→ The exercise
Copy the data from its first line through the line containing "[0, 41, 300, 596]", replacing "Caption says" with "Label reads" and changing nothing else.

→ Dataset entries

============================================================

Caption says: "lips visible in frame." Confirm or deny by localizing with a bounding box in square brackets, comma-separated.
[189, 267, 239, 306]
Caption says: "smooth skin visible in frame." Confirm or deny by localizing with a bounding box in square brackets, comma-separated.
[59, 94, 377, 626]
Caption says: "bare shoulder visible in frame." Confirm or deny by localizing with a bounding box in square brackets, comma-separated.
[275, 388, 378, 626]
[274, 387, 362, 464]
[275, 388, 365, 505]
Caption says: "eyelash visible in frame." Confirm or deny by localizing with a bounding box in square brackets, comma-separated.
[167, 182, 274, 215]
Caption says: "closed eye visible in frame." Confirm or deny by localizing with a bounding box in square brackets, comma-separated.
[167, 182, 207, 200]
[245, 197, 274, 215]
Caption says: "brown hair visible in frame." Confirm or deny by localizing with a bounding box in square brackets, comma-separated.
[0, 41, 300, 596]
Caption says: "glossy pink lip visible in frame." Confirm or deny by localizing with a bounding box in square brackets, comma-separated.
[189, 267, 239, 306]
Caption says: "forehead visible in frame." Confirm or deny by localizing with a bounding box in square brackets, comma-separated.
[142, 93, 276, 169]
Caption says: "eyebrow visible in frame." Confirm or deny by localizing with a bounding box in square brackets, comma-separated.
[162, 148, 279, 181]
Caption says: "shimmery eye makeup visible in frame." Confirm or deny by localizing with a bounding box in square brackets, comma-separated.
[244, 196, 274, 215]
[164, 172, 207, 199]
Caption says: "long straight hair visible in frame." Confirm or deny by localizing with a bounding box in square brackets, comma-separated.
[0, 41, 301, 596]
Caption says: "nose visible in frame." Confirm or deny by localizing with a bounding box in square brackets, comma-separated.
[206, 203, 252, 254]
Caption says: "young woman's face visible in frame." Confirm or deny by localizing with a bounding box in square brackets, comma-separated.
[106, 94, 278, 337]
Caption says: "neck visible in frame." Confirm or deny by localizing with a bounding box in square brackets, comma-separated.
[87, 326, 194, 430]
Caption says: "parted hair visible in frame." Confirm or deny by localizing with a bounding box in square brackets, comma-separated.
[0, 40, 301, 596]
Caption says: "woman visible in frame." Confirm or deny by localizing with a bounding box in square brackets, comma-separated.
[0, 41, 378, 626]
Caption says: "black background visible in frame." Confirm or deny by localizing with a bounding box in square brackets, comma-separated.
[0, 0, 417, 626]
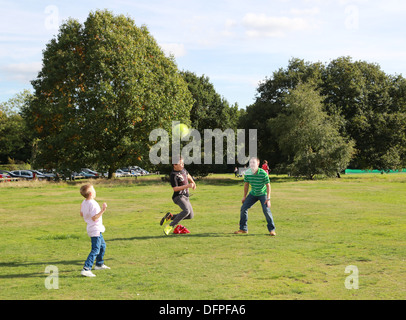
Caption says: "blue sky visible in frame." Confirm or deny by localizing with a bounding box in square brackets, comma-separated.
[0, 0, 406, 108]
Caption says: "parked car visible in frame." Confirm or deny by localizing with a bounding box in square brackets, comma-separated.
[29, 170, 55, 181]
[10, 170, 48, 180]
[82, 168, 101, 179]
[0, 170, 11, 181]
[79, 171, 99, 179]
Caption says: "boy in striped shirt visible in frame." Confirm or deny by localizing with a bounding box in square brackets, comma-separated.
[234, 158, 276, 236]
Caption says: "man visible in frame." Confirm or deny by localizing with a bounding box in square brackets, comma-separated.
[160, 158, 196, 235]
[234, 158, 276, 236]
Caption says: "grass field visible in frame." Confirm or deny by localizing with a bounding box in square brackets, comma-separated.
[0, 174, 406, 300]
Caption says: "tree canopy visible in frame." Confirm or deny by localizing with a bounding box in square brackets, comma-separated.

============================================================

→ Finished answer
Label reads: "lips visible in frame." Confirm or deny by localizing with a bounding box in square brackets, comma-separated.
[189, 267, 239, 306]
Label reads: "smooth skin visible in frame." Confirm or deny by localizing with a bounding box in square brackets, comma-separated.
[59, 94, 377, 626]
Label reads: "bare shoulder visible in frame." Confirm or deny by localizing with a bounding box in square brackets, comma-separated.
[275, 388, 378, 626]
[274, 387, 362, 464]
[275, 388, 365, 505]
Label reads: "eyelash visible in frame." Confirm or deny by localizing with a bounding box in square brackets, comma-separated.
[167, 182, 274, 215]
Label reads: "closed eye visible in frame." Confirm or deny by localizing with a bounding box in square brackets, comma-separated.
[167, 182, 207, 200]
[245, 197, 274, 215]
Label reads: "brown hair visible in frame." Confirm or deny by localizing with a bounding box in square brackets, comma-separated.
[0, 41, 300, 596]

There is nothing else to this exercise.